* START PASSAGE TO READ *

Palm Sunday
A man died at our beach today.
It was low tide, the kind that comes when full moon and solstice coincide -- the kind that pulls the ocean way back to reveal gifts that lie under water. I love that low tide. Normally, I am too afraid of riptides to go in the water. But at low tide, I let myself walk out on the ocean floor and gaze back at the shore that is my home.
Lots of people were out today, enjoying the sun and the beginning of spring. I was inside, trying to catch up on home and hearth after two weeks away. I did not know it was low tide. I did not even notice the police cars and fire trucks until my friend Dave stopped by and asked what was up. We decided to wander out to the beach to see.
At the top of the dunes, we saw coastguard boats in the water and knew it was not good. A panicked woman hurried by, telling me not to let my children go near the ocean. “One minute he was there,” she screamed. “Then we turned around and he was gone!” A twenty-two year old man had been playing football with his friends near the water. No one knew exactly what had happened.
I gathered my boys close and said a prayer. For the man. For his friends. For his mother.
We watched the search for a while. But there was nothing we could do. Eventually, we went back inside and resumed our lives.
One of my sons did not. All day he stood at the beach, watching, waiting. It was not until dinner that I realized how affected he was.
“I just can’t believe it,” he said, looking out at the ocean. “Someone died out there.”
“Let’s go out and pray for him,” I responded, knowing I needed to help him find his way through.
It was almost dark when we got out to the beach. The search had been called off. The beach was empty. As evening turned to night, my son and I stood facing the water, gazing at the ocean we love in silence, listening to the questions that have no answer.
Tuesday
When I woke, the full moon was setting over the ocean. This is one of the great gifts of our lives. A few times a year, if we are lucky, we get to see the moon make its descent at dawn.
I woke the boys. "Something amazing is happening right outside your window!"
Internally, I was hoping that this gift would restore their sense of joy at the beach.
Holy Thursday
Today my sons and I decided to leave our home next to the ocean. For the past year, I have known it was time to move and have been listening for next steps. In January, I became clear that I was being called deeper into the world and deeper into wilderness. For me, that means moving my family closer to their school in Silicon Valley and finding a hermitage in a rural setting. I thought this would happen over the summer.

* END PASSAGE TO READ *
* START MATERIAL *

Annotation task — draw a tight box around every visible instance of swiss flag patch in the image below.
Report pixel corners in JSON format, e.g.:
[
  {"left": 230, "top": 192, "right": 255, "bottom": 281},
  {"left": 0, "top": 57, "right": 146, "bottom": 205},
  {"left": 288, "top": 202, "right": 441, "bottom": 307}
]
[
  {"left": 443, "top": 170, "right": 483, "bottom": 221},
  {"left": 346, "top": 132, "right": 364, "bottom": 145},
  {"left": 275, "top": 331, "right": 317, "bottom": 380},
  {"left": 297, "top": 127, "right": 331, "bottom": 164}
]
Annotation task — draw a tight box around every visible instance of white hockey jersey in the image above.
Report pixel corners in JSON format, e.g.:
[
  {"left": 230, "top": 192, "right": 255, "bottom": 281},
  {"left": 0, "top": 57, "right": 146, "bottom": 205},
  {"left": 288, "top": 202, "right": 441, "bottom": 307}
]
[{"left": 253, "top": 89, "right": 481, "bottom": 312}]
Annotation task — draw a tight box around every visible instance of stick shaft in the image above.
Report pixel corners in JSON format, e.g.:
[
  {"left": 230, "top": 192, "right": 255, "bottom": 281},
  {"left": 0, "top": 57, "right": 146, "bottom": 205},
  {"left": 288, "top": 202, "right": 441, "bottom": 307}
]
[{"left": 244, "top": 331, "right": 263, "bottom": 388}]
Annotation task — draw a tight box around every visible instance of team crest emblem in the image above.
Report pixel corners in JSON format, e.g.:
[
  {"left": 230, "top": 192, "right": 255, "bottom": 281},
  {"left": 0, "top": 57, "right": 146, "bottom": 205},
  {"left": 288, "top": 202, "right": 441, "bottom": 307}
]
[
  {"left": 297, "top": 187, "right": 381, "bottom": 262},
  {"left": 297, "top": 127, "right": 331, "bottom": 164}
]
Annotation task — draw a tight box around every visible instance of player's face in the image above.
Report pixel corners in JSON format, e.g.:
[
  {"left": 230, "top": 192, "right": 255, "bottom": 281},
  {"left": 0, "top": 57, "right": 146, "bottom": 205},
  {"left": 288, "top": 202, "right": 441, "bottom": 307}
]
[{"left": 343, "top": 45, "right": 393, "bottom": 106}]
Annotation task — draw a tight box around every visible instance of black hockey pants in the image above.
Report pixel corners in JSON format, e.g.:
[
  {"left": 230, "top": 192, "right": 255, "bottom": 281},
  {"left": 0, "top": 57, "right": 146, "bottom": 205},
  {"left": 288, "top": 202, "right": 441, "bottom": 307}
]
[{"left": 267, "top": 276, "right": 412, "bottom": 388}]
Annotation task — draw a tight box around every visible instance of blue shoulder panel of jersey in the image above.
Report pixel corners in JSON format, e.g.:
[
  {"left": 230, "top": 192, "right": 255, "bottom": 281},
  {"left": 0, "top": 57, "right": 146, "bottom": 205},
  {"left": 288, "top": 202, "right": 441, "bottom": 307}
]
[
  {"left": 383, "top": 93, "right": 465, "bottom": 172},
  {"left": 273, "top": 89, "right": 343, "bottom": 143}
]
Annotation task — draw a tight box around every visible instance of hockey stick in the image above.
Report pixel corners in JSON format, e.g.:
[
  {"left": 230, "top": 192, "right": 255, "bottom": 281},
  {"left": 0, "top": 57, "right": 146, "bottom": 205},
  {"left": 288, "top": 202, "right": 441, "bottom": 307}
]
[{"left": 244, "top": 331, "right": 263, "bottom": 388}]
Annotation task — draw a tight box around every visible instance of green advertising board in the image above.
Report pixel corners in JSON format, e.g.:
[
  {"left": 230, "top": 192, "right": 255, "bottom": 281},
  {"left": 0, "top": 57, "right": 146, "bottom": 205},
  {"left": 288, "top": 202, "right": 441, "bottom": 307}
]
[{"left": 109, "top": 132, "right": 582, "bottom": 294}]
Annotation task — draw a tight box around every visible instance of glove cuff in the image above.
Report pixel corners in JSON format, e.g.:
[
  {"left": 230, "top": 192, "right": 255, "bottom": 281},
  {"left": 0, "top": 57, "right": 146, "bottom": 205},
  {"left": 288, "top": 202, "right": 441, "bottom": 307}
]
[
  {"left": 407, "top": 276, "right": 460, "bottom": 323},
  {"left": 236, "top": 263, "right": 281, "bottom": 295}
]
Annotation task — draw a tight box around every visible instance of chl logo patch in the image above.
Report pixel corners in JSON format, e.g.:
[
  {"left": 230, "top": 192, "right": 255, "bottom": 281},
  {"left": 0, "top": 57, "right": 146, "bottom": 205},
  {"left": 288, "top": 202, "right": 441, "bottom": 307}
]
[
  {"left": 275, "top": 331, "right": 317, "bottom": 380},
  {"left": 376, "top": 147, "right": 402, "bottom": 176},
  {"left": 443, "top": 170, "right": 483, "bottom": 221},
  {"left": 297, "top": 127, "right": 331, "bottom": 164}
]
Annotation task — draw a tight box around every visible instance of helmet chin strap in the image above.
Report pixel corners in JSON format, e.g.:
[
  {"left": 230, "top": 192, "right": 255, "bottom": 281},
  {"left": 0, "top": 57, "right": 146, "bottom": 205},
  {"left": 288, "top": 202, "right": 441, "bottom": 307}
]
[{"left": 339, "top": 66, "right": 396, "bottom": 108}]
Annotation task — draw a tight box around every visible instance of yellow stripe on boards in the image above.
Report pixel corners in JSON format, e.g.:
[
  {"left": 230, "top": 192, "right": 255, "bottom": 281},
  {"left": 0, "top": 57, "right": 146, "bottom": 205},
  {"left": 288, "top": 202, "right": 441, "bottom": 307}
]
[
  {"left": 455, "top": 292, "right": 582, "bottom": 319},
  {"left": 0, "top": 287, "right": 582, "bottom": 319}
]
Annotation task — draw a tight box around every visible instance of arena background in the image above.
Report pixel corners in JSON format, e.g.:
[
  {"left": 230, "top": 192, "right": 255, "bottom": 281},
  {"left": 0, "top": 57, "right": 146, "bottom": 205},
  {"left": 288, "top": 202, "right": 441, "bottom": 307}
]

* END MATERIAL *

- GIVEN INSTRUCTION 1:
Decide whether each statement agrees with the beach journal. Answer yes or no, and quote the deciding words from the journal. (a) The man who went missing was twenty-two years old. (b) The writer usually goes into the water regardless of the tide. (c) The search was still under way when the writer and son went back out at dusk.
- GIVEN INSTRUCTION 2:
Transcribe the stretch of the beach journal from "I woke the boys." through "over the summer.".
- GIVEN INSTRUCTION 3:
Carry the beach journal forward from where it stops, writing the next part.
The entries are separate material and have no connection to the beach journal.

- WRITTEN REPLY 1:
(a) Yes: "A twenty-two year old man had been playing football with his friends near the water."
(b) No: "Normally, I am too afraid of riptides to go in the water."
(c) No: "The search had been called off."

- WRITTEN REPLY 2:
I woke the boys. "Something amazing is happening right outside your window!"
Internally, I was hoping that this gift would restore their sense of joy at the beach.
Holy Thursday
Today my sons and I decided to leave our home next to the ocean. For the past year, I have known it was time to move and have been listening for next steps. In January, I became clear that I was being called deeper into the world and deeper into wilderness. For me, that means moving my family closer to their school in Silicon Valley and finding a hermitage in a rural setting. I thought this would happen over the summer.

- WRITTEN REPLY 3:
But yesterday I received news that the rodent situation in my home is worse than I thought. For the past several months, I have been battling a variety of pest issues that I have playfully referred to as plagues. When I heard the exterminators report, I knew it was time to go. Like Pharaoh, I had given up fighting God’s signs. 24 hours later, we had signed a lease on an apartment in Redwood City.
Shortly after signing, I headed to the monastery for my Easter retreat. Here in the silence, with the stress of needing to make a quick shift behind me, I feel the grief of saying goodbye to a place that I love.
For the past seven years, I have lived next to the ocean. How I have delighted in watching my boys jump off the dunes and experience the earth as their playground. How I have loved to sit on the sand, listening. Dolphins, pelicans, seals, ravens and a hawk have been my neighbors. The moon and stars my entertainment. The sound of the foghorn has been like the beating of the mother’s heart. Living at the ocean has been an unspeakable gift.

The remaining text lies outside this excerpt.